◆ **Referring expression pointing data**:
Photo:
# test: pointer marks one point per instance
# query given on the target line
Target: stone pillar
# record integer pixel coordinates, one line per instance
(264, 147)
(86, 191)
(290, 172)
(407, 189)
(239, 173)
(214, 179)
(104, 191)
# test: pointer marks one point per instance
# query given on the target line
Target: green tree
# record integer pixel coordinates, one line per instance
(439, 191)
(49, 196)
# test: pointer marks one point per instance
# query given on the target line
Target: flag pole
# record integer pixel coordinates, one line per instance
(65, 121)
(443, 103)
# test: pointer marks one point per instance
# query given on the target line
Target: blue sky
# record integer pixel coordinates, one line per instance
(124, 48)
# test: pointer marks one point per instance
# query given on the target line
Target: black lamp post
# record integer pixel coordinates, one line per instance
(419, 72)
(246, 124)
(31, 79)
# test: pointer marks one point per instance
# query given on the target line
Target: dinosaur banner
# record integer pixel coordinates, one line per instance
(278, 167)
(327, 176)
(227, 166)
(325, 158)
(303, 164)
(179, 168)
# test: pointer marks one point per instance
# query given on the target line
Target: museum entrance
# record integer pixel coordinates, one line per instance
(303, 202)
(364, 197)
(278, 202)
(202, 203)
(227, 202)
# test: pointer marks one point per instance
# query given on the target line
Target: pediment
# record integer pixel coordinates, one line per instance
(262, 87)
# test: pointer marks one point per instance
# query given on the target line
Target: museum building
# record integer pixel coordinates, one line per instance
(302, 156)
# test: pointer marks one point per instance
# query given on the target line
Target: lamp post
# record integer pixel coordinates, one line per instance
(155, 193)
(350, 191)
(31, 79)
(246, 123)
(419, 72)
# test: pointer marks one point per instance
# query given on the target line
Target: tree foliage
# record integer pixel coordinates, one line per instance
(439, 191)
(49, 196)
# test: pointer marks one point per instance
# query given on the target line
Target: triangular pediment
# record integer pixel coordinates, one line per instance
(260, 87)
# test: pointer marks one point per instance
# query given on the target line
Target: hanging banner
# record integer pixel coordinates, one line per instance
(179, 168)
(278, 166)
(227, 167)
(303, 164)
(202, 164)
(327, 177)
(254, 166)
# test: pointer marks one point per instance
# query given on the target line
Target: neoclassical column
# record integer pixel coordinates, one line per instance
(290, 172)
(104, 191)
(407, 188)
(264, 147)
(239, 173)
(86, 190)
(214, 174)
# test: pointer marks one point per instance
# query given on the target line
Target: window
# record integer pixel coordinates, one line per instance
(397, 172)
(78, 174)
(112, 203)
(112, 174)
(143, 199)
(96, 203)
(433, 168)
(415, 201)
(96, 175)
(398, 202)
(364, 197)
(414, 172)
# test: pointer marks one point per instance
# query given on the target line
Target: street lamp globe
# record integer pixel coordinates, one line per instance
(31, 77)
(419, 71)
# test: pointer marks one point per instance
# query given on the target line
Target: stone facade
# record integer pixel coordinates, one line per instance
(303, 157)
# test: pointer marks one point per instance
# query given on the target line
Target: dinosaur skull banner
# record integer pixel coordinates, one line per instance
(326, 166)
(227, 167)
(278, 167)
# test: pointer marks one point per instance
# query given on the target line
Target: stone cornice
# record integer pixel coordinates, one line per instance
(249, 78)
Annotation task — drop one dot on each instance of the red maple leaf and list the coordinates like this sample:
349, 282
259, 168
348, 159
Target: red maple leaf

◆ **Required work**: Find each line in the records above that contains "dinosaur", and copy it.

◆ **Your response**:
Target: dinosaur banner
Target: dinosaur skull banner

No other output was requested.